→ The data
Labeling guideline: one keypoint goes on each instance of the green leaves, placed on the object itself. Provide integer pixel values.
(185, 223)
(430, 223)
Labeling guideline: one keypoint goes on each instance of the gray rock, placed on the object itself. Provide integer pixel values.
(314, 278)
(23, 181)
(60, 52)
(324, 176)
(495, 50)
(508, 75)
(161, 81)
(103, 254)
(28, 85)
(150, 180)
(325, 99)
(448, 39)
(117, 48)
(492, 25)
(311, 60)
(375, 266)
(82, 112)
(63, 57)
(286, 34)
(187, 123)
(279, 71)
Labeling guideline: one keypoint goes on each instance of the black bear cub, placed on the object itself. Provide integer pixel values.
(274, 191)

→ Given instruction
Rewrite every line above, including the labeling guidelines, and shift each point by subtracting 130 from both of its pixel coordinates.

→ Full response
Labeling guideline: one keypoint goes on each instance of the green leaves, placed on the object itself. Provide integer pixel values.
(55, 93)
(300, 93)
Labeling guideline: one keypoint goes on each instance of the gray rock, placed on the object itself. Provide integer pixel values.
(184, 148)
(-107, 51)
(-70, -78)
(194, 46)
(365, -80)
(378, -55)
(31, -49)
(-27, 124)
(-102, -45)
(20, 50)
(195, -31)
(318, -91)
(-13, -82)
(362, -105)
(181, -70)
(245, 136)
(-48, -18)
(-67, -73)
(156, -96)
(57, -7)
(149, -59)
Labeling guideline: one keypoint goes on each instance of the black bear cub, placed on the object itself. Provide integer pixel values.
(144, 61)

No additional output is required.